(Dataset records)
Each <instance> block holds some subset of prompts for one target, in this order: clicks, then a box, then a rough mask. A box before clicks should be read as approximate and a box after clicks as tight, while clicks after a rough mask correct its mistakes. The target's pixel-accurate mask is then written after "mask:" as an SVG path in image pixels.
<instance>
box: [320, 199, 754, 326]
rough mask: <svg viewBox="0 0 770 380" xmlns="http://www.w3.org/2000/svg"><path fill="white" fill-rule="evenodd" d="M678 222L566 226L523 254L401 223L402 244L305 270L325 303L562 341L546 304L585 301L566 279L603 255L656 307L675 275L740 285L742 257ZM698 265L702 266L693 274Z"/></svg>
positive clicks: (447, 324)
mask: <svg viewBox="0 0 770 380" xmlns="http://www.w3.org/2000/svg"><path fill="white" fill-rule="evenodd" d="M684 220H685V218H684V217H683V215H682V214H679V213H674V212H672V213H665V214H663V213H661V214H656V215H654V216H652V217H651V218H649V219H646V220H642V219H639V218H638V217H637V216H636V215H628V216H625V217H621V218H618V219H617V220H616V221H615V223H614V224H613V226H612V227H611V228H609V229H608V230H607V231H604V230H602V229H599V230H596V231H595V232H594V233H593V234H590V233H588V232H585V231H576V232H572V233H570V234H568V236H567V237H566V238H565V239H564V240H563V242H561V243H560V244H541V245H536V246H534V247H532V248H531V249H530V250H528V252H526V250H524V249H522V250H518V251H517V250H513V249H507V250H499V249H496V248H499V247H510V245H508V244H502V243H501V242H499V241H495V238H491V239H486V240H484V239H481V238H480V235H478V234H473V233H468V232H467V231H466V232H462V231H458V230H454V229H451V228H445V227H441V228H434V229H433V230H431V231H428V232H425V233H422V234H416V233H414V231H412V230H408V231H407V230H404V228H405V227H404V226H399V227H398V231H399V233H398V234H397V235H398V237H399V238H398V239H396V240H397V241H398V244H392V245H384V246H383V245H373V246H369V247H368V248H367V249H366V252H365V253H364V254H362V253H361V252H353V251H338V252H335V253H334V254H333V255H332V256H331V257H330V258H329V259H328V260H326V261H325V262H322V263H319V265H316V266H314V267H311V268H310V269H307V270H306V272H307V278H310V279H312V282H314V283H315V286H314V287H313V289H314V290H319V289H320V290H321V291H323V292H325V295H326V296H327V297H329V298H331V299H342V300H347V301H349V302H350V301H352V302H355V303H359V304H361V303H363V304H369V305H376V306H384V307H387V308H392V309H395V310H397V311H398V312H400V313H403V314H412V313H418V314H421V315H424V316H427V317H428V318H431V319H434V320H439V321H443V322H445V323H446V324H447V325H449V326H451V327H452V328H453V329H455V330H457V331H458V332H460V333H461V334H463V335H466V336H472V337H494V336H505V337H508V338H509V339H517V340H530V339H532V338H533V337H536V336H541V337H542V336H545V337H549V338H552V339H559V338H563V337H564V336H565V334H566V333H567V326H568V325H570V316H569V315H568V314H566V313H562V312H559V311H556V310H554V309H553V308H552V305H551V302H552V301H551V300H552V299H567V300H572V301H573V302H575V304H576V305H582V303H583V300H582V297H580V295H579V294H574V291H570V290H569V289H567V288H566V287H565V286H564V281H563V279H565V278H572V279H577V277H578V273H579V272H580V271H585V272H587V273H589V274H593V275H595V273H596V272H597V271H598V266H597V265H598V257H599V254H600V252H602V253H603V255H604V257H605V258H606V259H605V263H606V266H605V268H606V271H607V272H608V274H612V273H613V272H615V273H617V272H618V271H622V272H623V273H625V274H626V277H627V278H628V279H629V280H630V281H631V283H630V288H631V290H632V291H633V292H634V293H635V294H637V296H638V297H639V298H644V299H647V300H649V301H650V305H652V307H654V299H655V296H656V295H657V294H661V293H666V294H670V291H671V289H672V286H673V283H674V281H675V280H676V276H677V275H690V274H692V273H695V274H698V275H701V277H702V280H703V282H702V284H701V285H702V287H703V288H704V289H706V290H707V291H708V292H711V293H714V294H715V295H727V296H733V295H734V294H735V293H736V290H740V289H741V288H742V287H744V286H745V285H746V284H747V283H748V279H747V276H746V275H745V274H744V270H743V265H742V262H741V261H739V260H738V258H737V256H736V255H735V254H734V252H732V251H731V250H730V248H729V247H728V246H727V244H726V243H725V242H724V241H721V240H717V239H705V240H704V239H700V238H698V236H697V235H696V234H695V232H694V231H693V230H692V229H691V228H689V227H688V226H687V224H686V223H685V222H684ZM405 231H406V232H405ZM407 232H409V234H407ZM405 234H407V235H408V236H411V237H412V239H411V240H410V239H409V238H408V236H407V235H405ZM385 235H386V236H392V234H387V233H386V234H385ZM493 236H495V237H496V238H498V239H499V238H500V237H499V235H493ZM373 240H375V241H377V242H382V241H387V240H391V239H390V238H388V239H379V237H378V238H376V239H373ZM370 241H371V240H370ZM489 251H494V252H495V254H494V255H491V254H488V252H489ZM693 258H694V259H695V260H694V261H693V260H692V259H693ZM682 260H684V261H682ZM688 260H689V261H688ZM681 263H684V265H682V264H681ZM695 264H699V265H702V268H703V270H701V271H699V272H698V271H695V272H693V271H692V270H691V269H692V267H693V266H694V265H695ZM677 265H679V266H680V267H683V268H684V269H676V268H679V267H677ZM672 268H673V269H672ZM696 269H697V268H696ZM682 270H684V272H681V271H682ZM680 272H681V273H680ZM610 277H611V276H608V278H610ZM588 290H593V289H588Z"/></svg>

*EXERCISE GOAL*. The records above are to be duplicated word for word.

*SOLVED EXERCISE*.
Each <instance> block holds some subset of prompts for one target, in this order: clicks, then a box, then a rough mask. A box before clicks should be read as approximate and a box after clicks as tight, while clicks after a rough mask correct its mistakes. The target's pixel-accurate mask is then written after "mask:" as an SVG path in image pixels.
<instance>
box: [320, 199, 754, 326]
rough mask: <svg viewBox="0 0 770 380" xmlns="http://www.w3.org/2000/svg"><path fill="white" fill-rule="evenodd" d="M678 222L566 226L523 254L401 223L402 244L305 270L325 303L562 341L546 304L585 301L566 279L603 255L656 307L675 275L740 285L742 257ZM698 265L702 266L693 274Z"/></svg>
positive clicks: (447, 324)
mask: <svg viewBox="0 0 770 380" xmlns="http://www.w3.org/2000/svg"><path fill="white" fill-rule="evenodd" d="M684 220H685V218H684V217H683V215H682V214H679V213H674V212H672V213H665V214H663V213H661V214H656V215H654V216H652V217H651V218H649V219H646V220H642V219H639V218H638V217H637V216H636V215H628V216H625V217H621V218H618V219H617V220H616V221H615V223H614V224H613V226H612V227H611V228H609V229H608V230H607V231H604V230H602V229H599V230H596V231H595V232H594V233H593V234H590V233H588V232H585V231H576V232H572V233H570V234H568V236H567V237H566V238H565V239H564V240H563V242H561V243H560V244H541V245H536V246H534V247H532V248H531V249H530V250H528V252H526V250H524V249H522V250H518V251H517V250H513V249H507V250H499V249H496V248H499V247H510V245H508V244H502V243H501V242H499V241H495V238H491V239H486V240H484V239H481V238H480V235H478V234H473V233H468V232H467V231H466V232H462V231H458V230H454V229H451V228H445V227H441V228H434V229H433V230H431V231H428V232H425V233H422V234H416V233H414V231H412V230H408V231H407V230H404V228H405V227H404V226H399V227H398V231H399V233H398V234H397V235H398V237H399V238H398V239H396V240H397V241H398V244H392V245H384V246H383V245H373V246H369V247H368V248H367V249H366V252H365V253H364V254H362V253H361V252H353V251H338V252H335V253H334V254H333V255H332V256H331V257H330V258H329V259H328V260H326V261H325V262H322V263H319V265H316V266H314V267H311V268H310V269H307V270H306V272H307V278H310V279H312V282H314V283H315V286H314V287H313V289H314V290H319V289H320V290H321V291H323V292H325V295H326V296H327V297H329V298H331V299H342V300H347V301H349V302H350V301H352V302H355V303H359V304H361V303H363V304H369V305H376V306H384V307H387V308H392V309H395V310H397V311H398V312H400V313H403V314H412V313H418V314H421V315H424V316H427V317H428V318H431V319H434V320H439V321H443V322H445V323H446V324H447V325H449V326H451V327H452V328H453V329H455V330H457V331H458V332H460V333H461V334H463V335H466V336H472V337H494V336H505V337H508V338H509V339H517V340H530V339H532V338H533V337H536V336H541V337H542V336H545V337H549V338H552V339H559V338H563V337H564V336H565V334H566V333H567V326H568V325H570V316H569V315H568V314H566V313H562V312H559V311H556V310H554V309H553V308H552V305H551V302H552V301H551V300H552V299H567V300H572V301H573V302H575V304H576V305H582V303H583V300H582V297H580V295H579V294H574V291H570V290H569V289H567V288H566V287H565V286H564V281H563V279H565V278H572V279H577V277H578V273H579V272H580V271H585V272H587V273H589V274H593V275H595V273H596V272H597V271H598V266H597V265H598V257H599V254H600V252H602V253H603V255H604V257H605V258H606V259H605V263H606V266H605V268H606V271H607V272H608V274H612V273H613V272H615V273H617V272H618V271H622V272H623V273H625V274H626V277H627V278H628V279H629V280H630V281H631V283H630V288H631V290H632V291H633V292H634V293H635V294H637V296H638V297H639V298H644V299H647V300H649V301H650V305H652V307H654V299H655V296H656V295H657V294H661V293H666V294H670V291H671V289H672V286H673V283H674V281H675V280H676V276H677V275H690V274H692V273H695V274H698V275H701V277H702V280H703V282H702V284H701V285H702V287H703V288H704V289H706V290H707V291H708V292H711V293H714V294H715V295H727V296H733V295H734V294H735V293H736V290H740V289H741V288H742V287H744V286H745V285H746V284H747V283H748V279H747V276H746V275H745V274H744V270H743V265H742V262H741V261H739V260H738V258H737V256H736V255H735V254H734V252H732V251H731V250H730V248H729V247H728V246H727V244H726V243H725V242H724V241H721V240H717V239H705V240H704V239H700V238H698V236H697V235H696V234H695V232H694V231H693V230H692V229H691V228H689V227H688V226H687V224H686V223H685V222H684ZM405 231H406V232H405ZM407 232H409V234H407ZM405 234H407V235H408V236H411V237H412V239H411V240H410V239H409V238H408V236H407V235H405ZM385 235H386V236H392V234H387V233H386V234H385ZM493 236H495V237H496V238H498V239H499V238H500V237H499V235H493ZM373 240H375V241H377V242H382V241H387V240H391V239H390V238H388V239H379V237H378V238H376V239H373ZM370 241H371V240H370ZM489 251H494V252H495V254H494V255H491V254H488V252H489ZM693 258H694V259H695V260H694V261H693V260H692V259H693ZM682 260H684V261H682ZM688 260H689V261H688ZM681 263H684V265H682V264H681ZM695 264H699V265H702V268H703V270H701V271H699V272H698V271H695V272H693V271H692V270H691V269H692V267H693V266H694V265H695ZM677 265H679V266H680V267H683V268H684V269H676V268H679V267H677ZM672 268H673V269H672ZM696 269H697V268H696ZM682 270H684V272H681V271H682ZM680 272H681V273H680ZM610 277H611V276H608V278H610ZM588 290H593V289H588Z"/></svg>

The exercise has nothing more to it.